Could you copy every record below exactly as it stands?

▼

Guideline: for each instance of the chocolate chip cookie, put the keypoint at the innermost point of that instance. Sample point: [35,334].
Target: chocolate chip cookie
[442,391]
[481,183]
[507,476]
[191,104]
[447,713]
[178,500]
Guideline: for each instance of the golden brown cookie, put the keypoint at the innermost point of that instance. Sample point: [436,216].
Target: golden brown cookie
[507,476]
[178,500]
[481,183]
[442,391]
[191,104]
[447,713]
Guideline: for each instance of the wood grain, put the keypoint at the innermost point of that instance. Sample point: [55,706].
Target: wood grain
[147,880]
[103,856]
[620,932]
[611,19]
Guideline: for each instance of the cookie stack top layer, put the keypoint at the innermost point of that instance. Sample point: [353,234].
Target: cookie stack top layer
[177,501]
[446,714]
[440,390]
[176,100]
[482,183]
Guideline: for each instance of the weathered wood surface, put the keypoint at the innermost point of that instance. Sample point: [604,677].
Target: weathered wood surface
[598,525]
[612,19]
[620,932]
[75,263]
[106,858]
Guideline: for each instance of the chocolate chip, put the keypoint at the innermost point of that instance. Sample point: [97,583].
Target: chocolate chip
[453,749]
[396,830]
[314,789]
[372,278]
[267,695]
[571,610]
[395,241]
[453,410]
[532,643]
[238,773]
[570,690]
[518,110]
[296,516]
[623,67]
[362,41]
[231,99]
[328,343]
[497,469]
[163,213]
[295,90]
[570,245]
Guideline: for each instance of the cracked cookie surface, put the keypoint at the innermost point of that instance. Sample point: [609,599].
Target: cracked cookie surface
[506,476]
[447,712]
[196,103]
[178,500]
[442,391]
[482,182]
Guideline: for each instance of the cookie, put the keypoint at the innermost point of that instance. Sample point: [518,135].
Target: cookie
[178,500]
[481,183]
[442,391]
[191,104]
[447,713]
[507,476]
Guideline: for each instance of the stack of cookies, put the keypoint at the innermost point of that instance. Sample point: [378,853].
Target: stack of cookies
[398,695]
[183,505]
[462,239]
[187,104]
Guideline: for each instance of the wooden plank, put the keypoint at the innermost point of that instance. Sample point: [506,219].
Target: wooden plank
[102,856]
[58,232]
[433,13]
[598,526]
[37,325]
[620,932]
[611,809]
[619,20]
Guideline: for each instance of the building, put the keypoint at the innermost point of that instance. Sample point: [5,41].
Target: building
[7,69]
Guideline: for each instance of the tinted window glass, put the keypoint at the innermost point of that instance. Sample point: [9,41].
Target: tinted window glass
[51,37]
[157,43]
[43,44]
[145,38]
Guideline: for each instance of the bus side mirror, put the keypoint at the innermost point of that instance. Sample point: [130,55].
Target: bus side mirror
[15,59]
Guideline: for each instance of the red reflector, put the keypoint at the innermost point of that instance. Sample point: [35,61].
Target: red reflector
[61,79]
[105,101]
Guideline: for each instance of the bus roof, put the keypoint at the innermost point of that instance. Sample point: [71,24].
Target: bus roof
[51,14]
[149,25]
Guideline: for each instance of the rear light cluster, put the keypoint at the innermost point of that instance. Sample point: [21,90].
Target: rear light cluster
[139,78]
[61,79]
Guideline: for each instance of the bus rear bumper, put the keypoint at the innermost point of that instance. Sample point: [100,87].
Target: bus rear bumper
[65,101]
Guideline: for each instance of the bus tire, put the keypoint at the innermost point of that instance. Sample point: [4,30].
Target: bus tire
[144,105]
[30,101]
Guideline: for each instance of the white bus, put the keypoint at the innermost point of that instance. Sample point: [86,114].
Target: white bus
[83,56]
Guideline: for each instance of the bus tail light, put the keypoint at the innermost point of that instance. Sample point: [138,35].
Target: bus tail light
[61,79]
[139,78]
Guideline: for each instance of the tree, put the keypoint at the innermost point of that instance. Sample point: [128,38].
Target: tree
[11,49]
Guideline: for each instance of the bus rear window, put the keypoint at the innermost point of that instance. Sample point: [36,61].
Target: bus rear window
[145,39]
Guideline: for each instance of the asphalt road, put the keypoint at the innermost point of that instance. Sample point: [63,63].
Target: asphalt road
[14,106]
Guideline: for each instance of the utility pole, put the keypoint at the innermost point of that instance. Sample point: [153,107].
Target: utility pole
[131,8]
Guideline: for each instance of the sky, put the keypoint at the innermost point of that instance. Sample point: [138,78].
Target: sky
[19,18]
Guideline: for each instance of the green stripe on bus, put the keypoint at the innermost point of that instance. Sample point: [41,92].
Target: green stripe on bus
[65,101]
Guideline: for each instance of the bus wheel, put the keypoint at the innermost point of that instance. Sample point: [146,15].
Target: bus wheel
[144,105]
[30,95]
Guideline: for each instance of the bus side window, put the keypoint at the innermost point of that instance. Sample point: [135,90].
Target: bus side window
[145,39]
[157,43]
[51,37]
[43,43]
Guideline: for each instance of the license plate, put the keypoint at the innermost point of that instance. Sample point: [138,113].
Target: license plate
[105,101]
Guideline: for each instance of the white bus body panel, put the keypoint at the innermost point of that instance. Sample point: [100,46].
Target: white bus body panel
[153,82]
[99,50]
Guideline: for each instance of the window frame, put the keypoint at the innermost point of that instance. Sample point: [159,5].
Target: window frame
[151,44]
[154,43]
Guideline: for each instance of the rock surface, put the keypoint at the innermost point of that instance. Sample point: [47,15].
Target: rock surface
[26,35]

▲

Result
Guideline: for each instance of the chocolate chip cookie, put the keypoint at the innermost point of that instance. Sample point: [35,334].
Target: chocolate chip cookie
[442,391]
[481,183]
[507,476]
[191,104]
[447,713]
[178,500]
Guideline: for each instance of the golden brown cookie, put the keypoint at the innermost point of that instance. Sample point: [436,216].
Target: golden brown cookie
[507,476]
[178,500]
[481,183]
[442,391]
[191,104]
[447,713]
Guideline: for each instance of the wood grain, put the keypoint at the innermost point of that instance. Sample point: [55,706].
Target: wood grain
[147,880]
[103,856]
[620,932]
[611,19]
Guideline: for each instance of the cookie stack top layer, put the keypoint at the innermost point of that instance. Sample point: [353,234].
Target: cookie stack top layer
[177,501]
[446,714]
[440,390]
[176,100]
[482,183]
Guideline: for each instance of the weathered wood surface, put the keypoint at the innermost point of that instance. Sample point: [604,677].
Target: weathered wood surface
[598,525]
[612,19]
[620,932]
[75,263]
[106,858]
Guideline: for each instance of the chocolate chip, put the keypoint at the innermost point of that instance. Sample point: [97,583].
Target: chocolate chip
[453,749]
[396,830]
[314,789]
[372,278]
[267,695]
[571,610]
[395,241]
[453,410]
[532,643]
[238,773]
[570,690]
[518,110]
[296,516]
[623,67]
[362,41]
[231,99]
[328,343]
[497,469]
[163,213]
[295,90]
[570,245]
Guideline: for each instance of the cracked cookie surface, put the keypoint at the innermost point of that instance. Sample point: [609,599].
Target: cracked cookie surface
[506,476]
[447,712]
[196,103]
[178,500]
[442,391]
[482,182]
Guideline: for each instance of the cookie, put the keypoint at the innermost point of that instance. Sample point: [518,135].
Target: cookie
[178,500]
[481,183]
[442,391]
[191,104]
[447,713]
[507,476]
Guideline: for each instance of the stack of cookies, put the keypoint at the innermost point of that instance. Sample point: [378,853].
Target: stack of cookies
[398,695]
[183,505]
[462,239]
[187,104]
Guideline: for each instance of the wooden plank, put the keypoint at the innermost point of that instance. Sample point: [506,219].
Target: wooden plank
[102,856]
[58,232]
[433,13]
[598,526]
[37,325]
[620,932]
[611,809]
[619,20]
Guideline: for each instance of the building, put the keypoint at the innermost point of that instance. Sample point: [5,41].
Target: building
[7,69]
Guideline: for each instance of the tinted window glass, put the keypoint at the innermost point of that instance. Sample point: [9,41].
Target: tinted window glass
[51,37]
[157,43]
[43,44]
[145,38]
Guideline: for each instance of the bus side mirror, put the keypoint at the innermost point of that instance. Sample point: [130,55].
Target: bus side mirror
[15,59]
Guideline: for each instance of the red reflector, put the keypoint at the innermost point of that instance. Sample point: [35,61].
Target: red reflector
[61,79]
[105,101]
Guideline: for each instance of the bus roof, put the keypoint at the innermost point of that instance. Sample point: [71,24].
Target: bus roof
[51,14]
[149,25]
Guideline: for each instance of the rear light cluster, put the keypoint at the innermost point of that instance. Sample point: [21,90].
Target: rear light cluster
[139,78]
[61,79]
Guideline: for each instance of the bus rear bumper, put the keypoint at the innermost point of that instance. Sample point: [100,87].
Target: bus rear bumper
[65,101]
Guideline: for each instance of the bus tire, put the keypoint at the innermost point of that instance. Sample point: [4,30].
Target: bus tire
[144,105]
[30,101]
Guideline: for each instance of the white bus, put the keypoint at the innermost point of that instance. Sample point: [86,114].
Target: white bus
[83,56]
Guideline: for each instance of the bus tail light, put the keypoint at the innermost point of that instance. Sample point: [138,35].
Target: bus tail light
[61,79]
[139,78]
Guideline: for each instance of the tree, put the keypoint at the innermost point of that instance. Sample point: [128,38].
Target: tree
[11,49]
Guideline: for each instance of the bus rear window, put the keypoint at the innermost point of that instance. Sample point: [36,61].
Target: bus rear window
[145,39]
Guideline: for each instance of the asphalt road, put the keypoint at the innermost point of that instance. Sample point: [63,63].
Target: asphalt road
[14,106]
Guideline: for each instance of the utility pole, put the keypoint at the innermost point of that instance. Sample point: [153,107].
Target: utility pole
[131,8]
Guideline: for each instance of the sky, put the keypoint at the innermost point of that instance. Sample point: [138,78].
Target: sky
[19,18]
Guideline: for each instance of the green stripe on bus, put the keypoint at the innermost point of that instance. Sample point: [41,92].
Target: green stripe on bus
[65,101]
Guideline: for each instance of the bus wheel, put the keypoint at the innermost point of that instance. Sample point: [146,15].
Target: bus wheel
[144,105]
[30,95]
Guideline: for each instance of the bus side window, put the keypoint at the innermost point of that instance. Sample point: [135,90].
Target: bus side window
[145,39]
[157,43]
[51,37]
[43,43]
Guideline: for each instance of the license plate, put the keypoint at the innermost point of that instance. Sample point: [138,113].
Target: license plate
[105,101]
Guideline: for each instance of the white bus body panel, put the keypoint at the innermost point of that instance. Sample point: [100,46].
Target: white bus body panel
[153,82]
[99,50]
Guideline: for each instance of the window frame, put the keypoint at the innermost point of that instance. Sample point: [159,5].
Target: window frame
[151,44]
[154,43]
Guideline: for each instance of the rock surface, put the keypoint at the innermost point of that instance. Sample point: [47,15].
Target: rock surface
[26,35]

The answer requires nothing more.